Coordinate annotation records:
++++++++++
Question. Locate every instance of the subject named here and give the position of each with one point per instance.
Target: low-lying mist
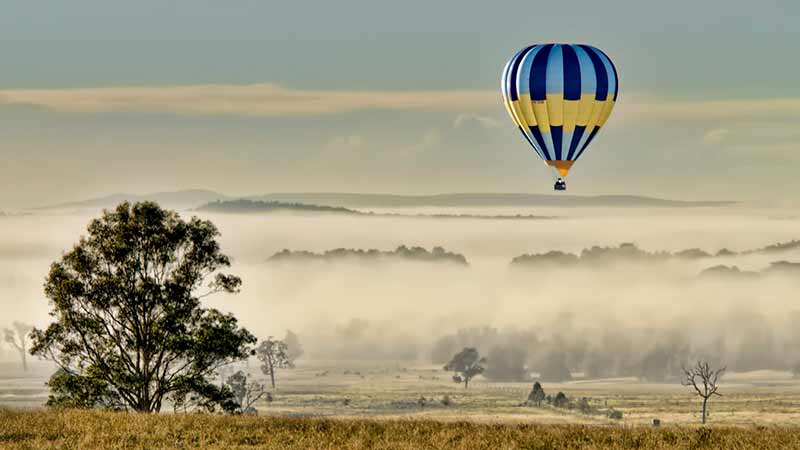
(621, 319)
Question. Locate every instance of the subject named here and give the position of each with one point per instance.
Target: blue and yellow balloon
(559, 96)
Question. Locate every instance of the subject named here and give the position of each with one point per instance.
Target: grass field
(66, 430)
(392, 390)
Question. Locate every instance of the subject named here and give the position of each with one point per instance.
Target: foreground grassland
(94, 430)
(392, 390)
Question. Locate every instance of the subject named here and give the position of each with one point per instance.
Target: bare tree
(17, 336)
(705, 382)
(273, 355)
(246, 392)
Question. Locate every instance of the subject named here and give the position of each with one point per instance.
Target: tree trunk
(271, 372)
(705, 401)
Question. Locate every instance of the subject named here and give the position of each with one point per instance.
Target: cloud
(350, 141)
(649, 107)
(257, 100)
(717, 135)
(272, 100)
(467, 119)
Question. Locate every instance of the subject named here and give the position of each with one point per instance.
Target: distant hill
(480, 200)
(733, 272)
(243, 206)
(417, 254)
(630, 253)
(194, 198)
(257, 206)
(601, 256)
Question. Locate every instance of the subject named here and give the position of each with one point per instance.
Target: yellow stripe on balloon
(518, 115)
(597, 110)
(570, 115)
(555, 109)
(585, 105)
(542, 118)
(607, 107)
(527, 109)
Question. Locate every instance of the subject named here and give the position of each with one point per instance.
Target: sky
(251, 97)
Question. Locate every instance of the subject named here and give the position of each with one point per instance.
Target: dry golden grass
(65, 430)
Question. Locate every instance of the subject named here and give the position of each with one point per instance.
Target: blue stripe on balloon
(555, 71)
(600, 70)
(538, 75)
(576, 138)
(608, 63)
(558, 134)
(588, 77)
(540, 139)
(511, 85)
(523, 74)
(572, 74)
(533, 144)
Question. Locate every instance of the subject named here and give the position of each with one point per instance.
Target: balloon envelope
(560, 95)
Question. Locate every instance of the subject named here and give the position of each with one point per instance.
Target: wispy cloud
(650, 107)
(716, 135)
(469, 119)
(259, 100)
(271, 100)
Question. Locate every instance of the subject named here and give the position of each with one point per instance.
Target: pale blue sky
(726, 70)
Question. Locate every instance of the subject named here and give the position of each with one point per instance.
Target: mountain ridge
(193, 198)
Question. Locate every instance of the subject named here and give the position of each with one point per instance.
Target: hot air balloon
(559, 96)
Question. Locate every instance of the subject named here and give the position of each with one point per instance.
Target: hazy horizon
(234, 98)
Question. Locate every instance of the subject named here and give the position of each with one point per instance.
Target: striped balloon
(560, 95)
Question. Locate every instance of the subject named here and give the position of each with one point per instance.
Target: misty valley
(603, 305)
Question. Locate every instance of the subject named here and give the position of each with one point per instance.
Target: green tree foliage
(71, 391)
(245, 392)
(294, 349)
(273, 354)
(128, 324)
(537, 394)
(17, 336)
(467, 364)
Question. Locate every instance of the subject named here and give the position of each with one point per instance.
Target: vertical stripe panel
(572, 73)
(600, 71)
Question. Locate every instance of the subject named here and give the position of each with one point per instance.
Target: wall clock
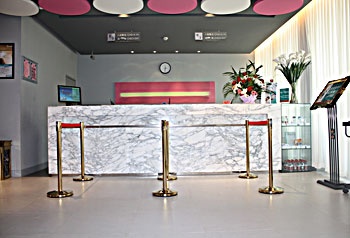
(165, 68)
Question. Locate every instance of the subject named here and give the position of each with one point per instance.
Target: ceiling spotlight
(92, 57)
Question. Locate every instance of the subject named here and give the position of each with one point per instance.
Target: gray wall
(97, 77)
(55, 61)
(10, 93)
(23, 117)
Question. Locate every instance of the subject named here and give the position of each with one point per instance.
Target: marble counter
(193, 148)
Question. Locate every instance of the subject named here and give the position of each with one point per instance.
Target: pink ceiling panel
(66, 7)
(172, 6)
(276, 7)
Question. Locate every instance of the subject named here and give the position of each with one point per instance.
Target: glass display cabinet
(296, 138)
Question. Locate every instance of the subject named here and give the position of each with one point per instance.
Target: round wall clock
(165, 68)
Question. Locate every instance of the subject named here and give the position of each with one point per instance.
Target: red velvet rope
(70, 125)
(258, 123)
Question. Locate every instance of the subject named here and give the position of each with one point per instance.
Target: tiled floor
(206, 206)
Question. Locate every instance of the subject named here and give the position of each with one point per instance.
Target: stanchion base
(271, 190)
(248, 175)
(83, 178)
(170, 177)
(164, 193)
(57, 194)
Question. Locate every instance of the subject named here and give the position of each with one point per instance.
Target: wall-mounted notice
(284, 95)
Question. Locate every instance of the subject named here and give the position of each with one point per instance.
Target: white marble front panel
(197, 142)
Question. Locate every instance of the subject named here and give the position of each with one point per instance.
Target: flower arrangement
(246, 83)
(292, 68)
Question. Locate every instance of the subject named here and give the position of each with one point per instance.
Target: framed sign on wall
(30, 70)
(7, 55)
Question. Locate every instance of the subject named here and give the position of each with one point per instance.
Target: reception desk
(194, 147)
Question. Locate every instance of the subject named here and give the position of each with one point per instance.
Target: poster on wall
(7, 51)
(30, 70)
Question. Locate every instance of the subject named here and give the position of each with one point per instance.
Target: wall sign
(30, 70)
(7, 59)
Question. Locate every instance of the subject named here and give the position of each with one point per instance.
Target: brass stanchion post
(165, 192)
(247, 175)
(82, 177)
(270, 189)
(59, 193)
(171, 176)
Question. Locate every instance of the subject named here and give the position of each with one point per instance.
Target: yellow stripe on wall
(164, 94)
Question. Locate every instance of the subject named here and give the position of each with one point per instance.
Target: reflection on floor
(206, 206)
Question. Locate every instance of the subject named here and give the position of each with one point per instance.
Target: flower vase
(293, 96)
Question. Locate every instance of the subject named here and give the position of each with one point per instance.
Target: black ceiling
(88, 33)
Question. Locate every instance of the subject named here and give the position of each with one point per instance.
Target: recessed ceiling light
(18, 7)
(222, 7)
(118, 6)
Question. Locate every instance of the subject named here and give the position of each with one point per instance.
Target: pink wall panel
(164, 92)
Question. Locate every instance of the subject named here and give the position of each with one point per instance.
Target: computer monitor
(331, 93)
(71, 95)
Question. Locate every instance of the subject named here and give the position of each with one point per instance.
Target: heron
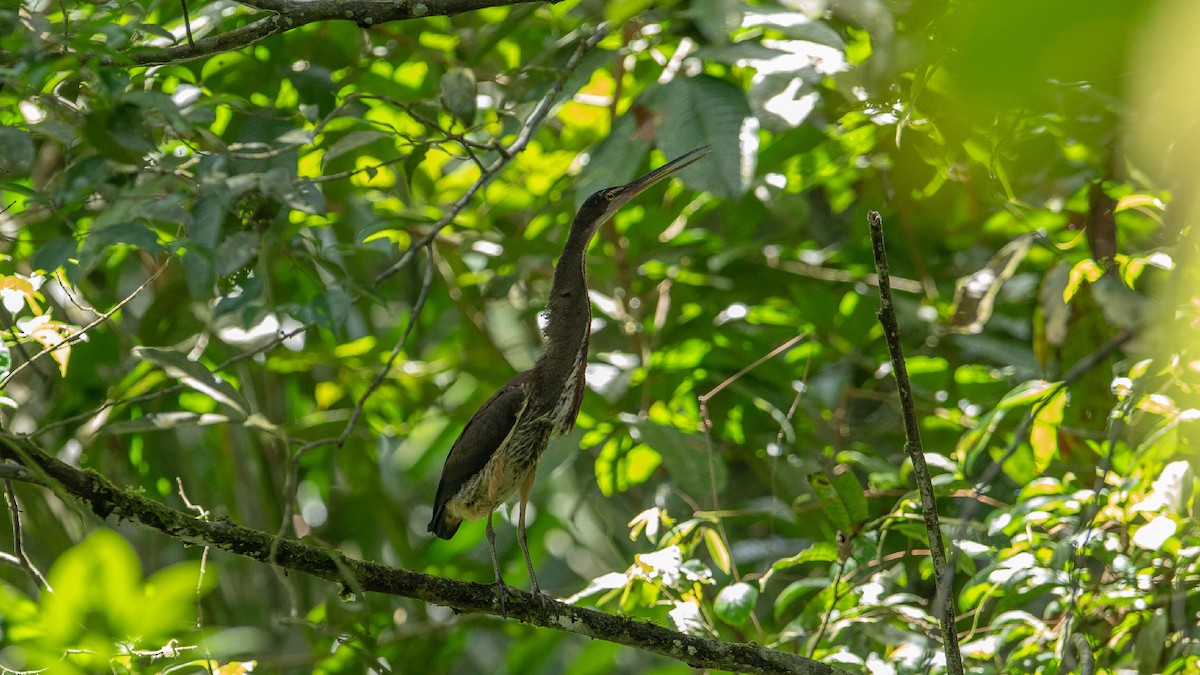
(498, 449)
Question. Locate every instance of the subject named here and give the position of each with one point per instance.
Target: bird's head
(605, 203)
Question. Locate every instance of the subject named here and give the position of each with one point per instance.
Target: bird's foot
(544, 602)
(502, 591)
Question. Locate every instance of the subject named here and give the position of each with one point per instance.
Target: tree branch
(105, 499)
(912, 447)
(294, 13)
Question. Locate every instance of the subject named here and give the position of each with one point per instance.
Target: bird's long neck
(569, 311)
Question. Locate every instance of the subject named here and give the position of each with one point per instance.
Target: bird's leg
(501, 587)
(526, 488)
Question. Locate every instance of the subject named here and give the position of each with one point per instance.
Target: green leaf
(459, 93)
(851, 494)
(54, 254)
(1151, 639)
(718, 550)
(16, 151)
(735, 603)
(684, 455)
(831, 503)
(706, 111)
(162, 420)
(195, 375)
(820, 551)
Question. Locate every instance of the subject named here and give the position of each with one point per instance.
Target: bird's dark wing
(475, 446)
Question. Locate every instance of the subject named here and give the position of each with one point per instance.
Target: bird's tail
(443, 524)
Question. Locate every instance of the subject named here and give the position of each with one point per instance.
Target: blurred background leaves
(1031, 165)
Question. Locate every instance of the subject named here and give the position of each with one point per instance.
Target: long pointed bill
(630, 190)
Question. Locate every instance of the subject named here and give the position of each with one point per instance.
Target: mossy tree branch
(105, 499)
(288, 15)
(886, 314)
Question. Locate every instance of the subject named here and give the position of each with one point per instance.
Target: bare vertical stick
(912, 447)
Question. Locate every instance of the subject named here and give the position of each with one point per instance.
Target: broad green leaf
(459, 93)
(831, 502)
(735, 603)
(195, 375)
(16, 151)
(851, 494)
(706, 111)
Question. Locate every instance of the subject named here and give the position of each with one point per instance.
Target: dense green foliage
(1030, 161)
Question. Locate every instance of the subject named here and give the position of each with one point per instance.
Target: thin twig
(105, 499)
(187, 24)
(81, 335)
(707, 425)
(507, 154)
(178, 387)
(19, 541)
(887, 316)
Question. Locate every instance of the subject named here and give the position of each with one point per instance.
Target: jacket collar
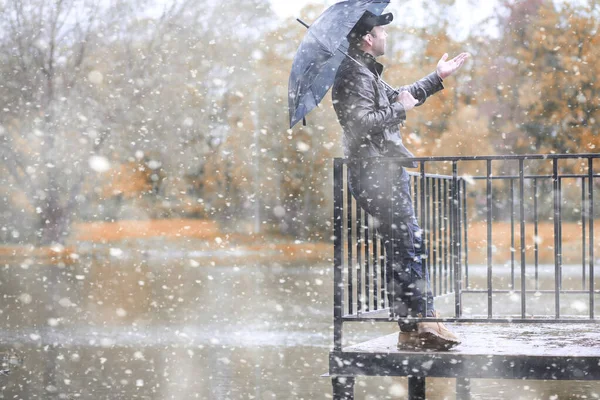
(368, 61)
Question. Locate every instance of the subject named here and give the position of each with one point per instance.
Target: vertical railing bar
(427, 227)
(466, 232)
(338, 286)
(556, 238)
(392, 219)
(434, 235)
(536, 241)
(560, 180)
(367, 257)
(446, 223)
(452, 226)
(489, 234)
(358, 228)
(382, 266)
(583, 234)
(422, 193)
(522, 209)
(350, 244)
(424, 216)
(456, 240)
(416, 194)
(591, 236)
(458, 245)
(512, 234)
(375, 265)
(440, 237)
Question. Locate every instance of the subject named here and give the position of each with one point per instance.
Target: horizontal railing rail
(486, 222)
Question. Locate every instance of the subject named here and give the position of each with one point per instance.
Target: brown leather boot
(434, 335)
(409, 341)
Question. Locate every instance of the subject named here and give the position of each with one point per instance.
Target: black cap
(367, 22)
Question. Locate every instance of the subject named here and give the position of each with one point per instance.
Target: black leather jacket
(367, 110)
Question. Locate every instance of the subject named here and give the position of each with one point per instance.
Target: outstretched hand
(447, 67)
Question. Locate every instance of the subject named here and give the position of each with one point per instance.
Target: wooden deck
(516, 351)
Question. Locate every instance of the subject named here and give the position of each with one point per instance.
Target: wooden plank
(547, 352)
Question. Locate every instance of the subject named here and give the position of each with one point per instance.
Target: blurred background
(142, 110)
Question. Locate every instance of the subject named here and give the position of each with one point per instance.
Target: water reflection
(159, 325)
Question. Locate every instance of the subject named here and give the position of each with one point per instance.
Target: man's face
(378, 35)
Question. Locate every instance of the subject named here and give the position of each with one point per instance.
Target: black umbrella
(321, 52)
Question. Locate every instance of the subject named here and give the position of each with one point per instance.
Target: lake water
(164, 324)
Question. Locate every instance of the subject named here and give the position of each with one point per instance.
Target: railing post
(522, 212)
(557, 255)
(392, 218)
(466, 232)
(591, 238)
(489, 235)
(456, 240)
(536, 233)
(338, 285)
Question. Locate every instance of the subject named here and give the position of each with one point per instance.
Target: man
(370, 114)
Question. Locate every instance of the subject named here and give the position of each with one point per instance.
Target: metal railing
(455, 196)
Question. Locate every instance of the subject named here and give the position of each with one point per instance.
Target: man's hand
(446, 68)
(407, 100)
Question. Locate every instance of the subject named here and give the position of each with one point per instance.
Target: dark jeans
(380, 188)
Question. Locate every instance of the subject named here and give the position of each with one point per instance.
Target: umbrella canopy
(321, 52)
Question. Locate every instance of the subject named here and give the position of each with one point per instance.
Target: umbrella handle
(388, 86)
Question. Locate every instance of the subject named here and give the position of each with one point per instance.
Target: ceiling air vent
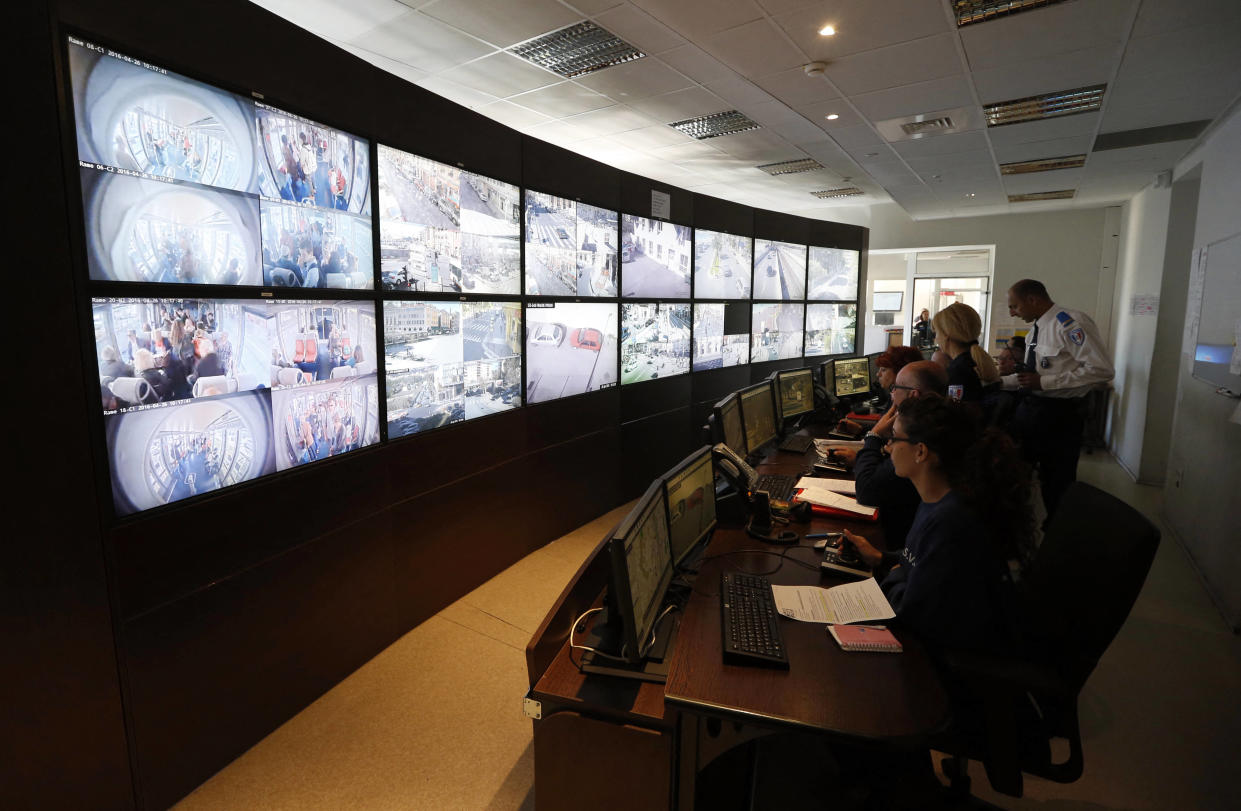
(577, 50)
(715, 125)
(1064, 194)
(971, 11)
(792, 166)
(1043, 165)
(828, 194)
(1035, 108)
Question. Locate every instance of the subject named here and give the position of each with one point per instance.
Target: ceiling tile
++++++++++
Count the lines in the records that contain the string "sign", with case counting. Reply with the number alone.

## Response to the exercise
2